# [Problem requirements]
Report each line from the listing that the string "ridge" appears in.

# [Record excerpts]
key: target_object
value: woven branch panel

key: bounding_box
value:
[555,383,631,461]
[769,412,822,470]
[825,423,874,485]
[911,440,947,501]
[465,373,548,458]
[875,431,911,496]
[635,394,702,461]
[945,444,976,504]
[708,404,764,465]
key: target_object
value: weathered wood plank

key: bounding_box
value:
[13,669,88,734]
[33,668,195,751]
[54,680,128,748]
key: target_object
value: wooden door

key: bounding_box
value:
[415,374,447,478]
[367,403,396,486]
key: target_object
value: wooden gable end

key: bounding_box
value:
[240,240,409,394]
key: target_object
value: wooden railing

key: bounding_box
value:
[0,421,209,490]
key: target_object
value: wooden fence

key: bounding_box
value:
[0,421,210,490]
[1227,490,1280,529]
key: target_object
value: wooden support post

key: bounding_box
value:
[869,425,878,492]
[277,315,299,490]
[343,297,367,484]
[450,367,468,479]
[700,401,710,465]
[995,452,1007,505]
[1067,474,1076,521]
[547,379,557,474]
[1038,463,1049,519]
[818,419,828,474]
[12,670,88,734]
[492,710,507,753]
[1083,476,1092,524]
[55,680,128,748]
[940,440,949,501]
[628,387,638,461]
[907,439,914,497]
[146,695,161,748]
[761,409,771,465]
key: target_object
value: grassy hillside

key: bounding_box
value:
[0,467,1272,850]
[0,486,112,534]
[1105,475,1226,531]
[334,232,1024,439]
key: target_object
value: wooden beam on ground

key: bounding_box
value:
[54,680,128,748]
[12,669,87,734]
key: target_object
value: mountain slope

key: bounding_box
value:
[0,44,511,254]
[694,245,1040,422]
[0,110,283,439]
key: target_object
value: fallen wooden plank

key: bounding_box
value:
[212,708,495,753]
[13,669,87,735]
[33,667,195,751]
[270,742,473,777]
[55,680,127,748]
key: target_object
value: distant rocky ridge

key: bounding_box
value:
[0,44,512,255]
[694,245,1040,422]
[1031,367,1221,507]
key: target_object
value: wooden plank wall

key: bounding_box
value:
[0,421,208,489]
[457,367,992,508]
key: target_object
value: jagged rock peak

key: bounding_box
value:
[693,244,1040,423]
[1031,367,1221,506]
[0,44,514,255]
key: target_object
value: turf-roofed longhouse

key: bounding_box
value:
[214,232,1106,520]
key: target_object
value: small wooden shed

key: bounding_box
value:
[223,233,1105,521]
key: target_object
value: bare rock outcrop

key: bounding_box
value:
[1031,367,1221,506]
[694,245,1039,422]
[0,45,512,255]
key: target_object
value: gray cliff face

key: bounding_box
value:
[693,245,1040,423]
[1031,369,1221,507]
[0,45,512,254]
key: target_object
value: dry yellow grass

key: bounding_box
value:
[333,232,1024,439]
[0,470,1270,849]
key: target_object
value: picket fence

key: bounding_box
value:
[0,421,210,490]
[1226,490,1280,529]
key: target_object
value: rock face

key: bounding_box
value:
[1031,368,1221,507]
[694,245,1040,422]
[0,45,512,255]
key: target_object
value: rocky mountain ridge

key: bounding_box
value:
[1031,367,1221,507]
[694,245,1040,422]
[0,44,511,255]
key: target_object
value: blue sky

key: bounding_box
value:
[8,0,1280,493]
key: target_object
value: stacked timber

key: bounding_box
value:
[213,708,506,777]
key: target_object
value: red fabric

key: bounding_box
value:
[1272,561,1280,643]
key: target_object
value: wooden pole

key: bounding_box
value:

# [Output for this exercise]
value: distant rocky ridge
value: rocky mountain ridge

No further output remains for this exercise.